→ **Task A**
Translate the following sentence from the highway bill post into Spanish: "He had threatened to veto any bill of more than $255 billion."
→ **Task B**
Return the portion of the highway bill post from "Don Young (R-Alaska), the" up to and including "less, can he?".
→ **Task C**
According to the highway bill post, how many earmarks did the 1987 bill include?

→ **Text block**
* * * *
I've been meaning to write on this for a while, but it seems every time I forget, another example crops up about the incredible spending spree our government has been on.

And yes, all you Democrats out there, that includes (and in many cases is solely attributable to) President Bush. He is definitely not a member of the "Government works best when it governs least" model, at least as it pertains to spending.

What initially set me off was the gluttonous highway bill recently passed by Congress and signed by the president. He had threatened to veto any bill of more than $255 billion. Instead, he signed a $286 billion bill.

Don Young (R-Alaska), the chairman of the House transportation committee, is said to have bragged to a homestate newspaper that he "stuffed (the bill) like a turkey" with pork projects for various congressional districts. In fact, he directed almost $1 billion to his own state, including a $231 million bridge to be named in his honor. Another $223 million bridge will connect Ketchikan with nearby Gravina Island, home to 50 people and the community's airport, currently accessible by a seven-minute ferry ride.

And then he had the nerve to say that the value of the highway bill "is not the funding level that I wanted." Did he want more? He can't argue with a straight face that he wanted less, can he?

According to the Cato & Heritage Institutes, the bill included more than 6,300 specific pork projects (called "earmarks") at a total cost of $24 billion. The previous bill in 1998, by contrast, included 1,850 earmarks; the 1991 version had 548; and the 1987 bill, which Congress passed by overriding President Reagan's veto, included just 152.

What are the current earmarks? Here's just the tip of the iceberg, some taken from a good Boston Globe column by Jeff Jacoby:
  • $480,000 to rehabilitate a historic warehouse on the Erie Canal
  • $3 million for dust control mitigation on Arkansas rural roads
  • $3 million for a film ''about infrastructure that demonstrates advancements in Alaska, the last frontier"
  • $600,000 for horse riding facilities in Virginia
  • $5.9 million for a snowmobile trail in Vermont
  • $1.25 million for a daycare center and park-and-ride facility in Illinois
  • $2.75 million for the National Packard Museum in Ohio
Oregon's congressional delegation secured the 11th highest amount of earmarks ($566 million) — not bad, considering the state population ranks it 28th in the country. Some projects include widening I-5 & Highway 217, and beginning the process of replacing the Interstate and Sellwood Bridges. Some of the remaining 129 Oregon projects are, um, interesting:
  • $2.8 million for bike & pedestrian lanes in Eugene's Delta Ponds area
  • $4 million for Portland streetcars
  • $16 million to the Center for Transportation Studies (CTS) at Portland State University
Congressional members like the bill because every $1 billion supposedly creates 47,500 jobs, but really, was this all necessary? Especially in light of the billions of dollars our country will spend to rebuild the Gulf Coast?
* * * *
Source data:
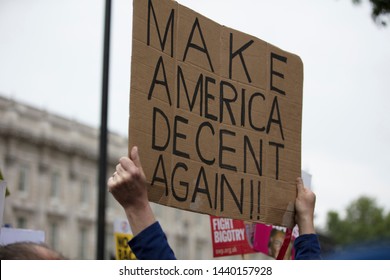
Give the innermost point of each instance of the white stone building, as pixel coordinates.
(50, 164)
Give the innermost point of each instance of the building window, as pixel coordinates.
(53, 235)
(55, 185)
(84, 195)
(23, 178)
(83, 242)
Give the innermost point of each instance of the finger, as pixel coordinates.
(134, 156)
(300, 186)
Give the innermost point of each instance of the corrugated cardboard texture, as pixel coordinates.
(216, 115)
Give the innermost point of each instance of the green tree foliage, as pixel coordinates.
(380, 9)
(364, 221)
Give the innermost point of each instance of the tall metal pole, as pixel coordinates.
(101, 211)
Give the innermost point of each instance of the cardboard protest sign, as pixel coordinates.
(231, 237)
(216, 115)
(122, 235)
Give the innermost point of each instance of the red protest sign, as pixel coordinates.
(231, 237)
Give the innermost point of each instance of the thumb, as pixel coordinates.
(134, 156)
(300, 187)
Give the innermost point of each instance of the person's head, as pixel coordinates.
(28, 251)
(276, 239)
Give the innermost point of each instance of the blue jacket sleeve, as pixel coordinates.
(151, 244)
(307, 247)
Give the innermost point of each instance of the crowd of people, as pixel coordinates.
(129, 187)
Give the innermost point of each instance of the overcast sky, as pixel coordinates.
(51, 57)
* * * *
→ **Exercise output A**
Había amenazado con vetar cualquier proyecto de ley de más de 255 000 millones de dólares.

→ **Exercise output B**
Don Young (R-Alaska), the chairman of the House transportation committee, is said to have bragged to a homestate newspaper that he "stuffed (the bill) like a turkey" with pork projects for various congressional districts. In fact, he directed almost $1 billion to his own state, including a $231 million bridge to be named in his honor. Another $223 million bridge will connect Ketchikan with nearby Gravina Island, home to 50 people and the community's airport, currently accessible by a seven-minute ferry ride.

And then he had the nerve to say that the value of the highway bill "is not the funding level that I wanted." Did he want more? He can't argue with a straight face that he wanted less, can he?

→ **Exercise output C**
152 earmarks.